YOUR ASSIGNMENT: Your reply should reproduce each record precisely as written.

Data excerpts:
########################################

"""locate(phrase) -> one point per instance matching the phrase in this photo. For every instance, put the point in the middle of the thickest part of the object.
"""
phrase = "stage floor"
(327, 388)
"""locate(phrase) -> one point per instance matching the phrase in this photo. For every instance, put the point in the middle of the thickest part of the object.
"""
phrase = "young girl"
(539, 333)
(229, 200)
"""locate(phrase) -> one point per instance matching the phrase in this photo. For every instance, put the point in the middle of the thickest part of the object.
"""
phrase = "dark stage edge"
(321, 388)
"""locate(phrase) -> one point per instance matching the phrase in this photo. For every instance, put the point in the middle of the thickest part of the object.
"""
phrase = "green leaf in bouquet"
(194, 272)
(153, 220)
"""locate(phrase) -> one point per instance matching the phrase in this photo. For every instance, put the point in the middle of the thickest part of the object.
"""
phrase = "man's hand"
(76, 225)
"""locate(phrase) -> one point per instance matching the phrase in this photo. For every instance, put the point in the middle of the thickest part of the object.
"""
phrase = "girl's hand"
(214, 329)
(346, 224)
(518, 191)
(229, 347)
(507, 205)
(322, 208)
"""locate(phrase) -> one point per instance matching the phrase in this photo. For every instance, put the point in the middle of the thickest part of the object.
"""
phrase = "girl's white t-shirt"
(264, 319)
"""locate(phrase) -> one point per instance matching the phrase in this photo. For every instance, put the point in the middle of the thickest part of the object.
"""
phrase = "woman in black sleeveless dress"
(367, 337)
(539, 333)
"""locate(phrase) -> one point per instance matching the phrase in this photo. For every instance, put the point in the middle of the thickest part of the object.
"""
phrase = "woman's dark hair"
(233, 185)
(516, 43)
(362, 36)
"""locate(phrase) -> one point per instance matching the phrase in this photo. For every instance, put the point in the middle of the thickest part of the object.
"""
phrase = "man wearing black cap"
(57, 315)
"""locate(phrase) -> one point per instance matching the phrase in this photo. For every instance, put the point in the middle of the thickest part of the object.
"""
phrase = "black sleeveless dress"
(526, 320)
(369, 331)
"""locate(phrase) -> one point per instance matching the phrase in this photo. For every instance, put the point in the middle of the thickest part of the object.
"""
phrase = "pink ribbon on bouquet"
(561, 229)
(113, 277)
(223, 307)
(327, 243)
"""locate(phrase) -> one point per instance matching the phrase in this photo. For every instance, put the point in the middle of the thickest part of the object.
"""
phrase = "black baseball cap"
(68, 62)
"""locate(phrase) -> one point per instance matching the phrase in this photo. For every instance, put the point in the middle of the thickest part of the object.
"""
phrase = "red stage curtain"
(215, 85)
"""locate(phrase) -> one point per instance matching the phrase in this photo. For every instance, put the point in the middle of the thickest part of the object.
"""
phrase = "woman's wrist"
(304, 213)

########################################

EXERCISE SOLUTION:
"""locate(phrase) -> one point per instance matching the phrase in this photo. For every instance, put the point in the middle of the thickest part of the object.
"""
phrase = "stage floor"
(327, 388)
"""locate(phrase) -> one point per instance matching the phrase in this photo. For every instance, put the point in the middle of the thickest part of the object.
"""
phrase = "young girl"
(539, 333)
(229, 200)
"""locate(phrase) -> one point per instance matching the phrase in this photo. For every instance, put the point in the middle of the thickest part of the object.
"""
phrase = "dark stage edge"
(321, 388)
"""locate(phrase) -> one point per instance matching the phrase in this photo. For every instance, put the point in the middle of the thickest part of the object.
"""
phrase = "green leaf in bouquet"
(194, 272)
(153, 220)
"""locate(phrase) -> one point per instance matching the phrase in this photo. For every instance, put the point in the middle of the thickest part of the object.
"""
phrase = "man's hand"
(76, 225)
"""locate(phrase) -> one point per instance matching the phrase in this photo. For every instance, put the point in the middle of the thickest part of the object.
"""
phrase = "girl's hand"
(214, 329)
(346, 224)
(518, 191)
(229, 347)
(507, 205)
(322, 208)
"""locate(phrase) -> one point per instance matching the phrase in this photo. For every instance, put the point in the middle of the thickest part of the object.
"""
phrase = "girl's white t-shirt"
(264, 319)
"""locate(phrase) -> one point per instance matching the phrase in this photo. For every instance, put the point in the middle of the thickest part of the object.
"""
phrase = "woman in black sleeveless dress"
(367, 337)
(539, 333)
"""locate(phrase) -> one point per instance matching the phrase in this photo. For every instance, put the point in the middle of the thickest part of the object.
"""
phrase = "woman's dark hair"
(233, 185)
(516, 43)
(362, 36)
"""locate(phrase) -> one point per instance matching the phrase in this photo. For every instance, put the point in the middle of the thickest part of the object.
"""
phrase = "man wearing black cap"
(57, 315)
"""locate(phrase) -> one point per instance matching the phrase in this photo. For every instance, put the point in the middle of the thickest part of the object.
"""
phrase = "black sleeveless dress"
(526, 320)
(369, 331)
"""locate(phrase) -> one point per instance matching the phrase in this photo. For every instance, put the point in the middle of the thickest part of the object.
"""
phrase = "pink ribbon on bouquet"
(561, 229)
(113, 277)
(223, 307)
(327, 243)
"""locate(phrase) -> one point per instance matching the phrase in this photo. For every instance, put the point in the middle of the thickest part of the object.
"""
phrase = "black baseball cap"
(68, 62)
"""locate(phrase) -> one point per instance matching the phrase in this photo. For every instance, put the point in the middle of the thickest part of the object.
"""
phrase = "red stage curtain"
(215, 85)
"""locate(phrase) -> one point per instance matching the phrase in this photo. For every instance, put the point in the middle of the thickest part of the object.
"""
phrase = "woman's wrist"
(304, 213)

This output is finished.